# EXCERPTED PASSAGE:

━━━━

It was only after another
Chinese classmate, Qizhi, told me that the holiday was called "Spring Festival" that the
pieces started falling into place. He wrote the characters for "Spring Festival" out for me ― they are the same as
those for "shun-setsu" ― and that's when I realized that the holidays are the same. However, Qizhi
told me that Spring Festival is the most important holiday of the year in China. This is
very different from the case in Japan, where New Year's Day is observed on January 1st.
I'm not really sure when the Japanese started observing
the solar calendar, and, hence, started to
celebrate New Year's Day on January 1st. It certainly goes against the classical literature of
Japan. I do remember that when I was in junior high school, we had to read different
haiku and try to determine the season in which they belonged. We learned then that the
"current" January, February and March are "classically" considered to be part of spring. In other words, a New Year's Day haiku, indeed, heralds the
arrival of spring.

━━━━

# EXERCISE TASKS:
a: Answer these about the Spring Festival passage:
(i) What name did Qizhi say the holiday was called?
(ii) In which country is New Year's Day observed on January 1st?
(iii) Which months are classically considered part of spring?
b: Rewrite the Spring Festival passage from "I'm not really" to "arrival of spring.", putting "elementary school" in place of "junior high school".
c: Extend the Spring Festival passage with a next paragraph that picks up after its final sentence.

# DATASET ROWS:

━━━━

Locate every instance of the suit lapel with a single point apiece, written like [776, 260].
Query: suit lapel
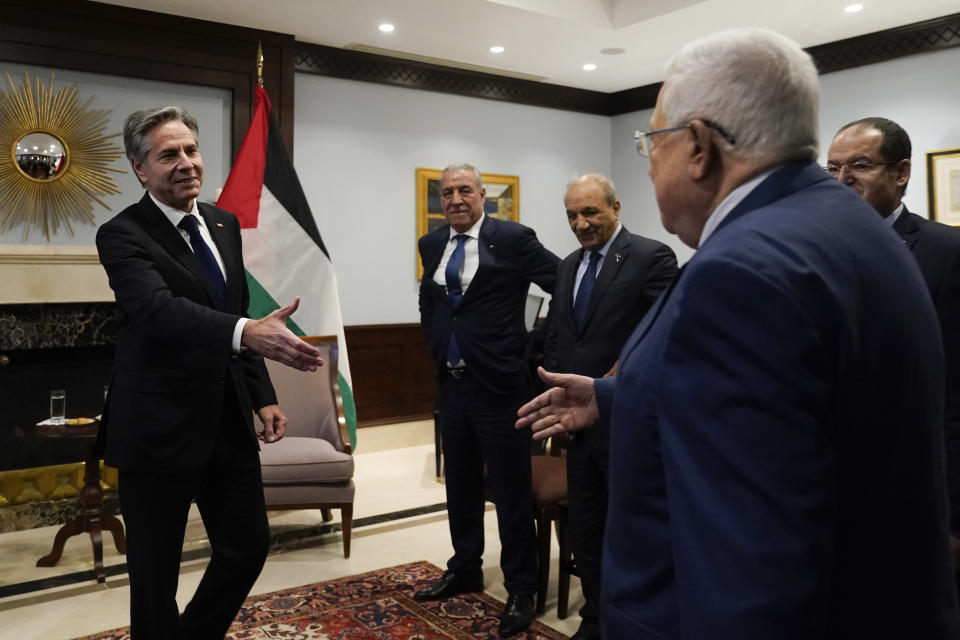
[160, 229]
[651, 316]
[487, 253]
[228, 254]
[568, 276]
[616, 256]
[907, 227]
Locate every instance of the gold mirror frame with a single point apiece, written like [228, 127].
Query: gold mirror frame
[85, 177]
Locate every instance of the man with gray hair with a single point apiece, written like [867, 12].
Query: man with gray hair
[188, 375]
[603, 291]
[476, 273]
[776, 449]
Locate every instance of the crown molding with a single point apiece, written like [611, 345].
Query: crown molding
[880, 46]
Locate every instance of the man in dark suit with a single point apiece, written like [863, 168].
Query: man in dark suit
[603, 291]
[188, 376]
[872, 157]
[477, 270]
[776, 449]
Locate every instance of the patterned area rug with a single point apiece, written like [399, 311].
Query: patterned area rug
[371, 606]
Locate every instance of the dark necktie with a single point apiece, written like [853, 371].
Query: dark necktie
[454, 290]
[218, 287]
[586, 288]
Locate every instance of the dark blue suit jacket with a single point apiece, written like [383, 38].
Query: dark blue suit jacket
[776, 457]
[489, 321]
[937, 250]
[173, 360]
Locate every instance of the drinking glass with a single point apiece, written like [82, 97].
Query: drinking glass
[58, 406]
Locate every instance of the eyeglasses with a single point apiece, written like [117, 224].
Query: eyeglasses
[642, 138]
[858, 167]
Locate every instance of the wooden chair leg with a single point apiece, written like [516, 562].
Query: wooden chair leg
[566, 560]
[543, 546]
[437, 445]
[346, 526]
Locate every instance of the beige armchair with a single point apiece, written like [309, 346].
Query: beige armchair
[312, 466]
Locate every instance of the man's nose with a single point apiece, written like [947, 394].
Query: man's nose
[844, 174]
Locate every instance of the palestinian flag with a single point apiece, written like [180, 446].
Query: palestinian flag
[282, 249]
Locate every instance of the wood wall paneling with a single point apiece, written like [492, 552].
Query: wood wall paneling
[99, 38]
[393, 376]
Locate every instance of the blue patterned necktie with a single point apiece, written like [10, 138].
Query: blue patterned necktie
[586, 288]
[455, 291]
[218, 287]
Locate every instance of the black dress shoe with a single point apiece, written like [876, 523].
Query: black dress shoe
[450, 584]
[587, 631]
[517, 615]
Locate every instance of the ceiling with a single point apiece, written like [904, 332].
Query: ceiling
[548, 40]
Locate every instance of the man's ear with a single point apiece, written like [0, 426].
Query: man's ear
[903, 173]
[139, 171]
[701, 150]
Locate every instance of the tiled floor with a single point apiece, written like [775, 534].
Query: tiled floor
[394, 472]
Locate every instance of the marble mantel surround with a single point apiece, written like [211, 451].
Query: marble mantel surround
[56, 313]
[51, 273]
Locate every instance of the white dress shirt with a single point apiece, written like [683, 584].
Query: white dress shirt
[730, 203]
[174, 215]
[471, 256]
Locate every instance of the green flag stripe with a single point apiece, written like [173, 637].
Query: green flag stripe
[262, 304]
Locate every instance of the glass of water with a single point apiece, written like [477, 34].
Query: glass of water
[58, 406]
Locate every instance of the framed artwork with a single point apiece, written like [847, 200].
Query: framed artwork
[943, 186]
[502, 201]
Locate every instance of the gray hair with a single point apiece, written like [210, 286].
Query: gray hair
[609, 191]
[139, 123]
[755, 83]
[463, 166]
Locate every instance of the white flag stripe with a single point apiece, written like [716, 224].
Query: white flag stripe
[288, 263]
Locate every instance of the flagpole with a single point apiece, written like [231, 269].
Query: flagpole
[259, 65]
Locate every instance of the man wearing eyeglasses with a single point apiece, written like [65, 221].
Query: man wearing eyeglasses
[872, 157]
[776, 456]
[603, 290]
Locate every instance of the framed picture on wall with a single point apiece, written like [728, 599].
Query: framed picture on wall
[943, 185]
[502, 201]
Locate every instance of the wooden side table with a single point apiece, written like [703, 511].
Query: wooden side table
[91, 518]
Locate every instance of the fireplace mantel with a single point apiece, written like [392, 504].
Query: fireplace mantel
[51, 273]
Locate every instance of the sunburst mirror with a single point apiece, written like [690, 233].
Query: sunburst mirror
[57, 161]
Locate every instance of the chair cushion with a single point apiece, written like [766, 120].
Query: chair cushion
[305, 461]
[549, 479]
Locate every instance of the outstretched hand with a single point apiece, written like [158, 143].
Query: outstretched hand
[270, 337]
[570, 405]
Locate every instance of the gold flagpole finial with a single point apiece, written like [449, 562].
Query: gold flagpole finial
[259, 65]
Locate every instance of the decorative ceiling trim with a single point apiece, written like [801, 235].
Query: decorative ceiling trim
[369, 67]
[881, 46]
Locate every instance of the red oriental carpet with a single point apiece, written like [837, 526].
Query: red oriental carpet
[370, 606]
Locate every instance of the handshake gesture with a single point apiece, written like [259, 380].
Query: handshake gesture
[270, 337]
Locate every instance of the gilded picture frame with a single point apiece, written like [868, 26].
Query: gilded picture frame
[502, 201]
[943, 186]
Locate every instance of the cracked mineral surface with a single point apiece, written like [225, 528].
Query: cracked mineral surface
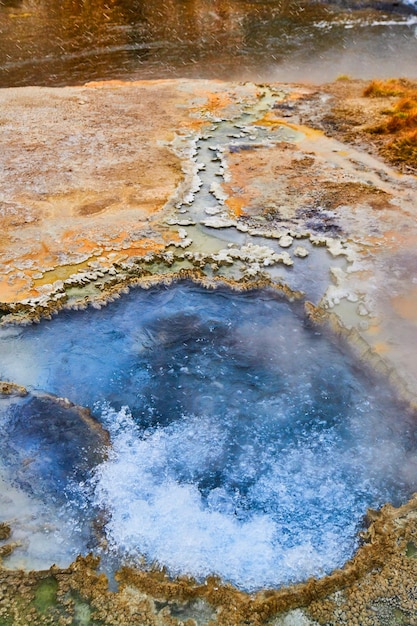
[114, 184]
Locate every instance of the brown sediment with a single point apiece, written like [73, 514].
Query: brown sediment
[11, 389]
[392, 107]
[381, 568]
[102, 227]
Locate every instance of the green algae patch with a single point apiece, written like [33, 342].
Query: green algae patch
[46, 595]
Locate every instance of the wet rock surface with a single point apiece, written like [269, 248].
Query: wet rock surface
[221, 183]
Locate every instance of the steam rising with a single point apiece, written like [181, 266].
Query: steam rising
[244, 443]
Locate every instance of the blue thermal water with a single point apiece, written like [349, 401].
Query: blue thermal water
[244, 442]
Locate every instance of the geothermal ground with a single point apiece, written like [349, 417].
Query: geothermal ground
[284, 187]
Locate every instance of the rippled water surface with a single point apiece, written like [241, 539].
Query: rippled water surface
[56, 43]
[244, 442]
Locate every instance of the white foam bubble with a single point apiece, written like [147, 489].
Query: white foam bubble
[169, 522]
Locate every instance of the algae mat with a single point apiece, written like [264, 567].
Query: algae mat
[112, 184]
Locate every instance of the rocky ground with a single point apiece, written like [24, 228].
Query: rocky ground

━━━━

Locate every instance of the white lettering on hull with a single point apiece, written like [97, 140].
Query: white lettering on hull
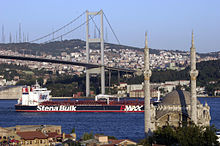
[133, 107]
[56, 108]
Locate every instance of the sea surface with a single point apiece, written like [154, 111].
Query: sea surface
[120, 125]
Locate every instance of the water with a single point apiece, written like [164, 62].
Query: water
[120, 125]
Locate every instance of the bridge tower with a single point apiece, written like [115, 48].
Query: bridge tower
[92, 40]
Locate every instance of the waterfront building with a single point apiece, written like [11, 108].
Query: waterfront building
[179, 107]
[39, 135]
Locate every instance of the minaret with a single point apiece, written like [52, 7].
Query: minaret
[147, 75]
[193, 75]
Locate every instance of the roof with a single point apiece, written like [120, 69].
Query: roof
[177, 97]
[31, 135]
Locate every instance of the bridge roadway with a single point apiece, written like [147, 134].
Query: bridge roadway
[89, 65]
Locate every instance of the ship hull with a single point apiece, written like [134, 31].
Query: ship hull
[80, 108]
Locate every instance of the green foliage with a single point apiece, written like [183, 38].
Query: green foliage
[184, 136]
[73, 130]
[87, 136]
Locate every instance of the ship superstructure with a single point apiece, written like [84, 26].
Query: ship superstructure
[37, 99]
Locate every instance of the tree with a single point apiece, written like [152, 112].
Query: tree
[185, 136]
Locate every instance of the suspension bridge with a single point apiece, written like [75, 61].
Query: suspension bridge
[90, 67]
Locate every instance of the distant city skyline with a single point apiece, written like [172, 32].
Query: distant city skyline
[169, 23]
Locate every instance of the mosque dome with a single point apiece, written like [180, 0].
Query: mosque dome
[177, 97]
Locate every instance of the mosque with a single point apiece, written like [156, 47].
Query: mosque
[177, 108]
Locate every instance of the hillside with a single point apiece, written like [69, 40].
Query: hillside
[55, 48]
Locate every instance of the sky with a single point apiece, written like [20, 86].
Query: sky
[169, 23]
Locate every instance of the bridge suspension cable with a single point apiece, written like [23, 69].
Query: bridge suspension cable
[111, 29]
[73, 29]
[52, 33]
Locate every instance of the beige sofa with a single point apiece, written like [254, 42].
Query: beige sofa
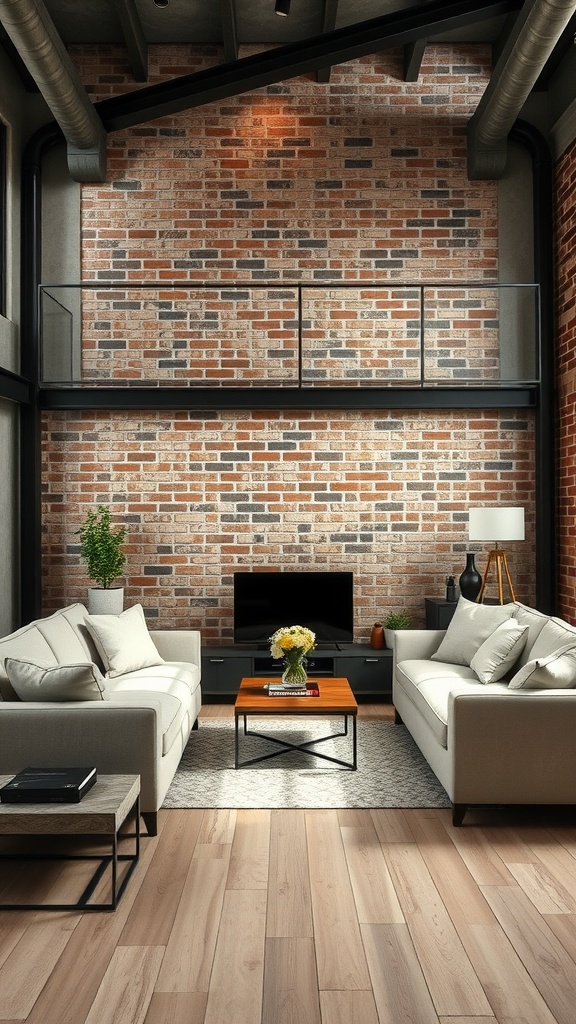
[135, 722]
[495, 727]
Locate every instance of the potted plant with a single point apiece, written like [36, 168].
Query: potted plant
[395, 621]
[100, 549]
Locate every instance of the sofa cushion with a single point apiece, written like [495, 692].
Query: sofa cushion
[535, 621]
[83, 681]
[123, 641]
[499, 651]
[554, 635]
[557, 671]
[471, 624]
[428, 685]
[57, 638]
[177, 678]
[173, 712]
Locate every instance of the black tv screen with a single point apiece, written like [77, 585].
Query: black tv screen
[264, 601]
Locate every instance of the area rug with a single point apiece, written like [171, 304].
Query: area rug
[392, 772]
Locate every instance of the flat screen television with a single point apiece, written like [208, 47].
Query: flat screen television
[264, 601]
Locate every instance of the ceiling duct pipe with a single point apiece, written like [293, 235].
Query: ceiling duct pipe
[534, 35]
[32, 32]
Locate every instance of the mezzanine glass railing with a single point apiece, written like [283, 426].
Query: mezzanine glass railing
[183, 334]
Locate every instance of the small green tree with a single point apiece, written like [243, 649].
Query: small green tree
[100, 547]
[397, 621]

━━━━

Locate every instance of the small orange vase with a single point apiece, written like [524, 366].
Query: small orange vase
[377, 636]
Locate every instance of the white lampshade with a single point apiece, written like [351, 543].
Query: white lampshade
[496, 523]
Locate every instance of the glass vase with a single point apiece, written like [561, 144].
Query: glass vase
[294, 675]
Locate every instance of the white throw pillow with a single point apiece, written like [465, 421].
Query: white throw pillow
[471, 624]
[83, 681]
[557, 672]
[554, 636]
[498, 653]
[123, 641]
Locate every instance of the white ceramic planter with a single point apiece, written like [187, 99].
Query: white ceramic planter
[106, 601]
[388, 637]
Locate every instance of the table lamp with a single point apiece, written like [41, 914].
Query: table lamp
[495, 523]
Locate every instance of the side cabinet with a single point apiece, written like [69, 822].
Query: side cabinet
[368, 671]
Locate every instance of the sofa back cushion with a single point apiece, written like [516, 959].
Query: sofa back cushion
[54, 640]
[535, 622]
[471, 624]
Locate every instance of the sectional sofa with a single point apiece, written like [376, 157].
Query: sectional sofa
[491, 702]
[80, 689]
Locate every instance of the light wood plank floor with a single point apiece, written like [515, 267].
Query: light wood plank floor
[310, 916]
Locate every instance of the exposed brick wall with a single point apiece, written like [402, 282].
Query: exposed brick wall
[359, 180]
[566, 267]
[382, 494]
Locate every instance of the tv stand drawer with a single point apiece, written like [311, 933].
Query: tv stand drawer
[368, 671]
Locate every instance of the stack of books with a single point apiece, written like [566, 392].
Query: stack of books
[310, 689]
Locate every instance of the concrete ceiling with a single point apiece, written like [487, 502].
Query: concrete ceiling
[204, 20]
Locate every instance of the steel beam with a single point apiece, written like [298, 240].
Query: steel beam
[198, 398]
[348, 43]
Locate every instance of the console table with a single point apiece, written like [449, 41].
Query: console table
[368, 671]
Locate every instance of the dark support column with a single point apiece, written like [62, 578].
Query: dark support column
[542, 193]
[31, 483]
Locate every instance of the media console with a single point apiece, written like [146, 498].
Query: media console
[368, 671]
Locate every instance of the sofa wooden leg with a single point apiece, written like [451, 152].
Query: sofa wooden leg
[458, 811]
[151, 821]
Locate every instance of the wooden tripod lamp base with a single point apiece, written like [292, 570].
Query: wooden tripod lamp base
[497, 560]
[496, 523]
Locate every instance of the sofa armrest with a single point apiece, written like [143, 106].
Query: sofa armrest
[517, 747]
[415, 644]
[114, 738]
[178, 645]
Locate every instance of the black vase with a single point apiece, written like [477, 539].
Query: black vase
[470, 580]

━━━━

# THE RESULTS:
a:
(i) "Spring Festival"
(ii) Japan
(iii) January, February and March

b:
I'm not really sure when the Japanese started observing
the solar calendar, and, hence, started to
celebrate New Year's Day on January 1st. It certainly goes against the classical literature of
Japan. I do remember that when I was in elementary school, we had to read different
haiku and try to determine the season in which they belonged. We learned then that the
"current" January, February and March are "classically" considered to be part of spring. In other words, a New Year's Day haiku, indeed, heralds the
arrival of spring.

c:
The history of calendars notwithstanding, the Chinese Spring Festival i.e. New Year's Day is an important holiday to the
Chinese living in the States. I've had a lot of Chinese friends (mostly Chinese-American,
Taiwanese or Cantonese) in college, so I've seen them hold parties
and dinners among themselves, but the festival's significance is
especially apparent to me now, since 1/3 of my
classmates are directly from mainland China.
Qizhi told me that this was the first time in his life he'd spent Spring Festival away
from home. He went to Peking University, the prestigious
national university of China, but for Spring Festival, he told me that he always went
back home to his small village in central China. He told me he missed that friendly atmosphere.
I went to Boston Chinatown a few hours before
midnight on "Spring Festival Eve." There were lots of women carrying large bags of groceries, and little children setting off firecrakers in the streets. There are stores
in Chinatown that sell fresh chickens (you point to a
cackling hen,
and they kill it for you), and I've read a news
article that said that they are especially busy during Spring Festival.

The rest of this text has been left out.